*Task list*:
1. Write out the Raman spectra passage word for word, starting at the words "The influence of" and ending after the words "to eliminate baseline.".
2. Which factors does the Raman spectra passage name as easily affecting Raman spectral signals? List every one.
3. According to the Raman spectra passage, why do traditional target substance identification methods need cumbersome preprocessing steps? Answer in one to three sentences.

*Document segment*:
* Start *
In the analysis of Raman spectra, most traditional substance identification methods employ spectral matching algorithms based on calculating similarity criteria between unknown spectra and reference spectra in a spectral data library.5,6 The information obtained from Raman spectral signals, including intensity, position, and width of spectral peaks, is crucial. However, Raman spectral signals are easily affected by factors, such as substance density, external light sources, and environmental noise, resulting in the presence of baseline and additive noise in the obtained spectral signals.
The influence of these factors necessitates cumbersome preprocessing steps in traditional target substance identification methods to obtain more accurate identification results. Typically, preprocessing steps involve using a moving average filter7 or a Savitzky–Golay filter8 to remove additive noise, as well as utilizing methods like the asymmetrically reweighted penalized least-squares method,9 adaptive smoothness parameter penalized least-squares method,10 or deep-learning methods11 to eliminate baseline.
* End *
*Listed entries*:
* Start *
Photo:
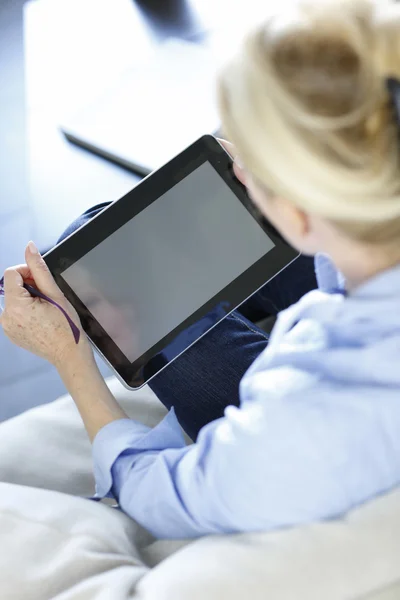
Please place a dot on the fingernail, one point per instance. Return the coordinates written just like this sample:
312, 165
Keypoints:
239, 164
32, 248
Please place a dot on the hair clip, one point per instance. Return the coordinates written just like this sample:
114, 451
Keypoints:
34, 292
393, 86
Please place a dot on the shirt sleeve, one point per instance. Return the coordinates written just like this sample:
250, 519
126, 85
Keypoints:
163, 484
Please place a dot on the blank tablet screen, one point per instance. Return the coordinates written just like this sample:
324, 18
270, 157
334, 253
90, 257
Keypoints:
168, 261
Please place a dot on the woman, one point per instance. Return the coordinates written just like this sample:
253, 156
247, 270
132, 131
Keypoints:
308, 108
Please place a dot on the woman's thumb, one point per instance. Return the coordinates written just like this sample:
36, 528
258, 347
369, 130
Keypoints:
40, 272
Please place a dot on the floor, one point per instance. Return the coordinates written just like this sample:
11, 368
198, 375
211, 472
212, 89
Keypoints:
25, 380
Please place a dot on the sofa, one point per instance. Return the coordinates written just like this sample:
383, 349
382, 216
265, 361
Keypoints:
54, 543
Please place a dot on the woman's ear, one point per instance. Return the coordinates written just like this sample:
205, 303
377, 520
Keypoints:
294, 224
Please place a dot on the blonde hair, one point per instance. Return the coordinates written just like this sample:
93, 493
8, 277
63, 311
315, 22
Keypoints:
307, 106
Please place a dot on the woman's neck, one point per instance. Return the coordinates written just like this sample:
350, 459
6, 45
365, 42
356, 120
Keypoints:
360, 263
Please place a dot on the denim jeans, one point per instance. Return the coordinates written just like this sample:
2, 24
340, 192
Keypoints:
205, 379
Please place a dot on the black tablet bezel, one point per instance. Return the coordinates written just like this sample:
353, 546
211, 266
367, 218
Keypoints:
65, 254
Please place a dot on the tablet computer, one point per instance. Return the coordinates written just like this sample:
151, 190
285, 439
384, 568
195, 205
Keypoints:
157, 269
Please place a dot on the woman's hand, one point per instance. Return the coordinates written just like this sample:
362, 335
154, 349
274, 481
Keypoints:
237, 165
37, 325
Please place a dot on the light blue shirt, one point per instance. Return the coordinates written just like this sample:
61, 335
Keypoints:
317, 432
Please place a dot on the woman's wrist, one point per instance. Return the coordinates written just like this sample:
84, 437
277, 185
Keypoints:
84, 382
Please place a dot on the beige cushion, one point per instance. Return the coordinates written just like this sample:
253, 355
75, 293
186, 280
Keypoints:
68, 548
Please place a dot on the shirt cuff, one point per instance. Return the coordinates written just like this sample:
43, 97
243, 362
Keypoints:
126, 434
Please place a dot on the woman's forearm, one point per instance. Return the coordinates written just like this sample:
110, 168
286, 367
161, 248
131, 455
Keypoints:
90, 393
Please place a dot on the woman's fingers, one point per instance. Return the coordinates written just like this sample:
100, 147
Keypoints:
40, 272
229, 147
14, 278
238, 169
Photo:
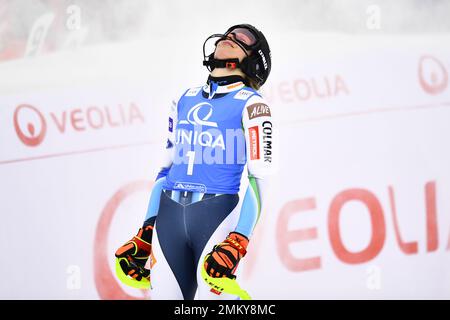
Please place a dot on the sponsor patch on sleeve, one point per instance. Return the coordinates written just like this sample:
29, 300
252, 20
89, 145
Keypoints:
254, 142
258, 110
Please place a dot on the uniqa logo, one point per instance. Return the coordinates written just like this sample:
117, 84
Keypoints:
35, 129
31, 125
193, 116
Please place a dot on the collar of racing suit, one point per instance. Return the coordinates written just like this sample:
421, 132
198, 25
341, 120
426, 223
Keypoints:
219, 86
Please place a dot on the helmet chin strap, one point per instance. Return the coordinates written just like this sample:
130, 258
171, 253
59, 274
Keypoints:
212, 63
222, 63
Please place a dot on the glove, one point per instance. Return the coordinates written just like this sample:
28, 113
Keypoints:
224, 258
133, 255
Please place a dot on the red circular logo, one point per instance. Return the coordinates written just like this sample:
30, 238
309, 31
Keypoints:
31, 138
106, 282
433, 76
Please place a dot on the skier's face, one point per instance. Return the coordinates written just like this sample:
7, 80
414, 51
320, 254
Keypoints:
227, 49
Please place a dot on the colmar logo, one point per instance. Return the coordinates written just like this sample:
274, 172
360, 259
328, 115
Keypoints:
267, 140
258, 110
254, 142
35, 125
194, 118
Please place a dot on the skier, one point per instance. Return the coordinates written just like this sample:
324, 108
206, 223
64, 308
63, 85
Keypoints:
195, 218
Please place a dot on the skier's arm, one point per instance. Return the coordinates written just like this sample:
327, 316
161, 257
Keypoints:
258, 129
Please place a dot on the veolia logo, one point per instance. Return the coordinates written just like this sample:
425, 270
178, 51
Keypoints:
194, 118
30, 125
433, 76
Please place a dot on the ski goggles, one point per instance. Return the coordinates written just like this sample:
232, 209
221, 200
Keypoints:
241, 35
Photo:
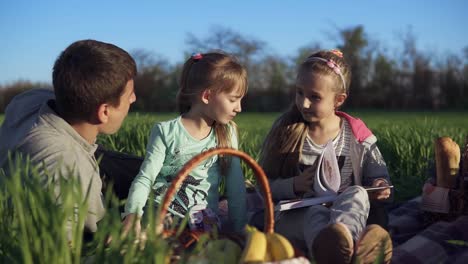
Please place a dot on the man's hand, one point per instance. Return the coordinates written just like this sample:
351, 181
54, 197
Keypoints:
304, 181
382, 194
129, 221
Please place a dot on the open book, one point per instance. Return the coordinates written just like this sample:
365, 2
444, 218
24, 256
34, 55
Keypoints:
327, 182
298, 203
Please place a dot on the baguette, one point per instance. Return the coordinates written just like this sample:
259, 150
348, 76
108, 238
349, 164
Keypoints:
447, 155
464, 163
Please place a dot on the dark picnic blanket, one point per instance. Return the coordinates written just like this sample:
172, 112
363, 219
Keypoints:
416, 240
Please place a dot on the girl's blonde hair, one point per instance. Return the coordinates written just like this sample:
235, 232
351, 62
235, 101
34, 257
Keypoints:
219, 73
282, 147
329, 63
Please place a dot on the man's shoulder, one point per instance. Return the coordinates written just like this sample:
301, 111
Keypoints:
44, 139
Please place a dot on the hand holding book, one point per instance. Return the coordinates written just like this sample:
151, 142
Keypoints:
380, 194
304, 181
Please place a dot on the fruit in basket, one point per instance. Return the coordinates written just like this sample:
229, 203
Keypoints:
447, 156
278, 247
218, 251
256, 246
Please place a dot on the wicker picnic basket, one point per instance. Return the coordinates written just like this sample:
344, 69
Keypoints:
196, 160
258, 172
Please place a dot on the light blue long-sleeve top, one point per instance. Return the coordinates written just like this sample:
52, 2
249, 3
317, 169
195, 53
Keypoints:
170, 146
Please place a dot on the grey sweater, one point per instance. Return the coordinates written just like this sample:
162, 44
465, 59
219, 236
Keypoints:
33, 128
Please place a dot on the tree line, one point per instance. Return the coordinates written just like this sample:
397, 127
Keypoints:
405, 78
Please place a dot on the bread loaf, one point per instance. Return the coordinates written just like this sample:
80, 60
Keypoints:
464, 163
447, 156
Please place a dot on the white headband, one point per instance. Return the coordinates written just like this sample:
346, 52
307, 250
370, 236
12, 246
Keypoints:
332, 64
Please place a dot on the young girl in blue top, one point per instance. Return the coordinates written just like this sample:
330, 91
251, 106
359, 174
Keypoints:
211, 88
335, 233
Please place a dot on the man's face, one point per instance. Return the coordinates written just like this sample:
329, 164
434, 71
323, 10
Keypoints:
118, 113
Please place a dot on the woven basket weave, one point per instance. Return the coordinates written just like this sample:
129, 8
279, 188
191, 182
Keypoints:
196, 160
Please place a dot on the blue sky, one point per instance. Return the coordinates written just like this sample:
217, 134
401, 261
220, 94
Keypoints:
33, 33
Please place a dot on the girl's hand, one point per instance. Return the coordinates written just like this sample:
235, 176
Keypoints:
304, 181
129, 221
382, 194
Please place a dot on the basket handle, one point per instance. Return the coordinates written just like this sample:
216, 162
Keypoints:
192, 163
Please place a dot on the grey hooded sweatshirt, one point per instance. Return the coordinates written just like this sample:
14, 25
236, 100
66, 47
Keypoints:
32, 127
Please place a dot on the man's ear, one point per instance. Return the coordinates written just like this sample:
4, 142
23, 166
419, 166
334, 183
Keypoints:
206, 96
340, 99
103, 113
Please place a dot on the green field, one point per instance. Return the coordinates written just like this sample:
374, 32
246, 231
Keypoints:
404, 138
33, 224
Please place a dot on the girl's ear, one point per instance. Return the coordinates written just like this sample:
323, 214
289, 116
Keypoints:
206, 96
340, 99
103, 113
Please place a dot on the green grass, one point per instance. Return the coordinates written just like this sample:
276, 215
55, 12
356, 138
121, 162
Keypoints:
405, 139
32, 225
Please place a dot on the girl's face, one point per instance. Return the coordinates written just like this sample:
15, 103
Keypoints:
222, 107
315, 97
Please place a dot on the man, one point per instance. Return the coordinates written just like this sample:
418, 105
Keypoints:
93, 90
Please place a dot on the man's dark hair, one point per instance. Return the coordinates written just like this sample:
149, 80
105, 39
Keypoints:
89, 73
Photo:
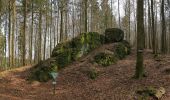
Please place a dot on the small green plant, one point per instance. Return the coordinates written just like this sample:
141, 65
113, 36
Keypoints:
105, 59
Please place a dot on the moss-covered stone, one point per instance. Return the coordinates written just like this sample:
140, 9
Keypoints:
113, 35
70, 51
105, 59
93, 73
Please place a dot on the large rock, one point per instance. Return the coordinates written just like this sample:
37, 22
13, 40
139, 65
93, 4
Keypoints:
113, 35
67, 52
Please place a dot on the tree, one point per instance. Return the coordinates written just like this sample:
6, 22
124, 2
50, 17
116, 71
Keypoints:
163, 38
140, 39
153, 27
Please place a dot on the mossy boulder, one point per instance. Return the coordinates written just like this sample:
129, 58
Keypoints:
113, 35
67, 52
122, 49
41, 71
105, 59
93, 73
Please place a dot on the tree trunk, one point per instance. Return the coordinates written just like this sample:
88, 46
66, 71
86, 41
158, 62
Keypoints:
140, 40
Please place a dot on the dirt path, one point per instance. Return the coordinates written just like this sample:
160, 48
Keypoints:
114, 82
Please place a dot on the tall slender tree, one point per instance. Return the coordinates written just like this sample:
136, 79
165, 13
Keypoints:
140, 39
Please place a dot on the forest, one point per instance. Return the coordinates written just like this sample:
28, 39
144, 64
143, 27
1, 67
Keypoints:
85, 49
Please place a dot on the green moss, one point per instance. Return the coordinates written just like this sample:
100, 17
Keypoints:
67, 52
105, 59
93, 73
70, 51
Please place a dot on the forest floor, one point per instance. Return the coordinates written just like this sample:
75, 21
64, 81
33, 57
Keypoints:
114, 82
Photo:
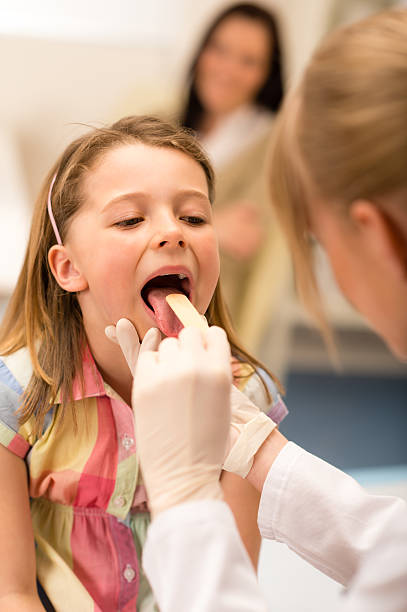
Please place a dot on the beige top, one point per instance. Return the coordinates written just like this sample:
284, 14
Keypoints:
248, 285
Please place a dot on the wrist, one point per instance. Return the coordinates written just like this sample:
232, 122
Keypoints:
192, 485
265, 457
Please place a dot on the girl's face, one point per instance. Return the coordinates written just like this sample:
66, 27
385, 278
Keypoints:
233, 66
146, 218
367, 268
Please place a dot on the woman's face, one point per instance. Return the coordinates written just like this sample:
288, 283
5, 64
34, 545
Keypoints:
233, 66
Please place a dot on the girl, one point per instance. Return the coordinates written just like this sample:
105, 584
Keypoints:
234, 91
129, 208
338, 171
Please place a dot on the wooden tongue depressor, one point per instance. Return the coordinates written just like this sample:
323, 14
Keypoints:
185, 311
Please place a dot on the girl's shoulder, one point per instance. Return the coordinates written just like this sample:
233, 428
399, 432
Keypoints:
16, 369
253, 384
15, 373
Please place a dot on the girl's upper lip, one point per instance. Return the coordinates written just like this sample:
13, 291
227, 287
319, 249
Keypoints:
171, 270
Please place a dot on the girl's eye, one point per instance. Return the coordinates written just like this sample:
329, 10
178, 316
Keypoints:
129, 222
193, 220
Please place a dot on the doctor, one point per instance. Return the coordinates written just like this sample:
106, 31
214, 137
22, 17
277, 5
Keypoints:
339, 171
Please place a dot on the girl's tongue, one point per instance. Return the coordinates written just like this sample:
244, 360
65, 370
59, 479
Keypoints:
166, 319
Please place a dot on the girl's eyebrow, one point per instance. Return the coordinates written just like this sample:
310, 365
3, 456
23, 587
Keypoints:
181, 194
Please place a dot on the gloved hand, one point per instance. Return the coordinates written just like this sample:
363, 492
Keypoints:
181, 402
249, 429
124, 333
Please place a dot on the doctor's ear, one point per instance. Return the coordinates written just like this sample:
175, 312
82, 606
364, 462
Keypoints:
64, 270
381, 234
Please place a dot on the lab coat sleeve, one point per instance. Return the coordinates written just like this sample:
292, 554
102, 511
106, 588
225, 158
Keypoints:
195, 560
327, 518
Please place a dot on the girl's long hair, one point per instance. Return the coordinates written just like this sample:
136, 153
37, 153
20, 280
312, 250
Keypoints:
48, 320
270, 94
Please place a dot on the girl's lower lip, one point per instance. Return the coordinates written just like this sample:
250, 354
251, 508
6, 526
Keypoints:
152, 313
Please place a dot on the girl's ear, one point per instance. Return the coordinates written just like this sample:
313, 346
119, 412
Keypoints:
64, 270
381, 235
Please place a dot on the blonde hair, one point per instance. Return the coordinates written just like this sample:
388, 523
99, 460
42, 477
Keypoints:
48, 320
342, 135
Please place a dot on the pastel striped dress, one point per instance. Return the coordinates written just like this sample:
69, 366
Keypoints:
88, 503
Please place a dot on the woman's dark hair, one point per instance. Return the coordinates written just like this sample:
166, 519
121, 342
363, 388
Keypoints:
270, 94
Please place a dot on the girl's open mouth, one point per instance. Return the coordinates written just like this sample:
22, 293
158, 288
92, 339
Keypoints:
154, 293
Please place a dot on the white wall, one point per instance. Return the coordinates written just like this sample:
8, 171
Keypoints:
74, 62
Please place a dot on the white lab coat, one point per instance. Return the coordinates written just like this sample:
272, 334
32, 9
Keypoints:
196, 562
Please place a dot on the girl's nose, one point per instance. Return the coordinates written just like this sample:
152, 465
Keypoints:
169, 236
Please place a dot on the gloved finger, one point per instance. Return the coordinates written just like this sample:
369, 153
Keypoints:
128, 340
168, 348
146, 364
193, 340
151, 340
110, 332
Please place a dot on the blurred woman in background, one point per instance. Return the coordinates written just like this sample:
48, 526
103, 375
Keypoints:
235, 88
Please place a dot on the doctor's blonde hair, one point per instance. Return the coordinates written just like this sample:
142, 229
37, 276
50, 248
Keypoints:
342, 135
46, 319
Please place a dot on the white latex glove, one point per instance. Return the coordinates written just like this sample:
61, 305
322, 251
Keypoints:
124, 333
181, 402
249, 429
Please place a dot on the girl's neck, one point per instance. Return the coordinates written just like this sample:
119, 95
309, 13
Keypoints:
111, 364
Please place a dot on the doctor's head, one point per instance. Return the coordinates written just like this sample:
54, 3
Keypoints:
339, 171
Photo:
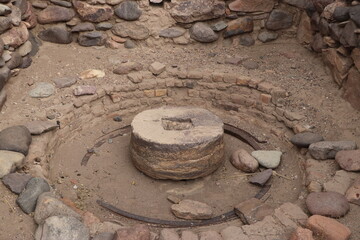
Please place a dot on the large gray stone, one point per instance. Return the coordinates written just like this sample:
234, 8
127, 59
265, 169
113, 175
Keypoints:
202, 32
328, 149
48, 206
197, 10
15, 138
62, 227
28, 198
128, 10
9, 161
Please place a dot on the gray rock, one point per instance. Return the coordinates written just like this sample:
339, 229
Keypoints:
268, 159
64, 82
16, 182
94, 38
279, 19
62, 3
246, 40
329, 204
189, 209
9, 161
28, 198
169, 234
304, 139
217, 27
42, 90
129, 44
38, 127
15, 61
267, 36
128, 10
103, 26
62, 227
328, 149
172, 32
15, 138
25, 49
56, 34
202, 32
5, 24
83, 27
4, 10
48, 206
261, 178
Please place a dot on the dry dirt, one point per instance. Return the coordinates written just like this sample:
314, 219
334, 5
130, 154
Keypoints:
109, 174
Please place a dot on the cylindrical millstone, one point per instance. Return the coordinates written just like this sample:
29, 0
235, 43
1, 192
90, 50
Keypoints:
177, 142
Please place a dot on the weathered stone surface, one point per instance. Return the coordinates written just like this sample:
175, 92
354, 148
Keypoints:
239, 26
168, 234
210, 235
9, 161
303, 140
94, 38
328, 149
168, 157
328, 228
305, 31
84, 90
302, 234
353, 193
197, 10
279, 19
125, 68
34, 188
62, 227
243, 161
93, 13
38, 127
329, 204
252, 210
138, 232
261, 178
157, 68
189, 209
53, 14
202, 32
252, 5
133, 30
128, 10
64, 82
339, 183
15, 138
348, 159
267, 36
48, 206
5, 24
268, 159
42, 90
16, 182
56, 34
233, 233
172, 32
83, 27
352, 88
16, 36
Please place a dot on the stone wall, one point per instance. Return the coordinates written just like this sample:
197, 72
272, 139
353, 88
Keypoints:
119, 23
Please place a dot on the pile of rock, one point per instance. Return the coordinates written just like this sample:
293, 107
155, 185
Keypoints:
332, 29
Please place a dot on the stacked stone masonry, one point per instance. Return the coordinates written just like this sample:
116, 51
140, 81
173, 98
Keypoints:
329, 27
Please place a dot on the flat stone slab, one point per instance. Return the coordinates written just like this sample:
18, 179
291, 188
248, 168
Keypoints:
177, 142
328, 149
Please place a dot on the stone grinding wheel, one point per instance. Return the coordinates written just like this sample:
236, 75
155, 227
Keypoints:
177, 142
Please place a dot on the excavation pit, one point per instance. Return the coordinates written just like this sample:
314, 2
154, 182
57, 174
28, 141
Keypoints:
177, 143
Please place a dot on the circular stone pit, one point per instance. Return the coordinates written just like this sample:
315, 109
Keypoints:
177, 142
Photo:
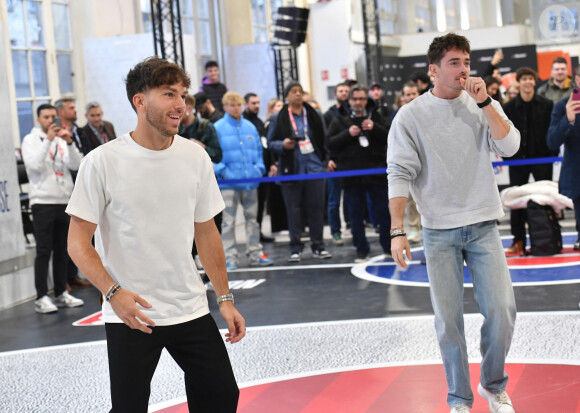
* End *
*Answer list*:
1.
The influence of these factors necessitates cumbersome preprocessing steps in traditional target substance identification methods to obtain more accurate identification results. Typically, preprocessing steps involve using a moving average filter7 or a Savitzky–Golay filter8 to remove additive noise, as well as utilizing methods like the asymmetrically reweighted penalized least-squares method,9 adaptive smoothness parameter penalized least-squares method,10 or deep-learning methods11 to eliminate baseline.

2.
- Substance density
- External light sources
- Environmental noise

3. Raman spectral signals are easily affected by substance density, external light sources, and environmental noise, so the obtained signals contain baseline and additive noise. Preprocessing is needed to deal with these effects and obtain more accurate identification results.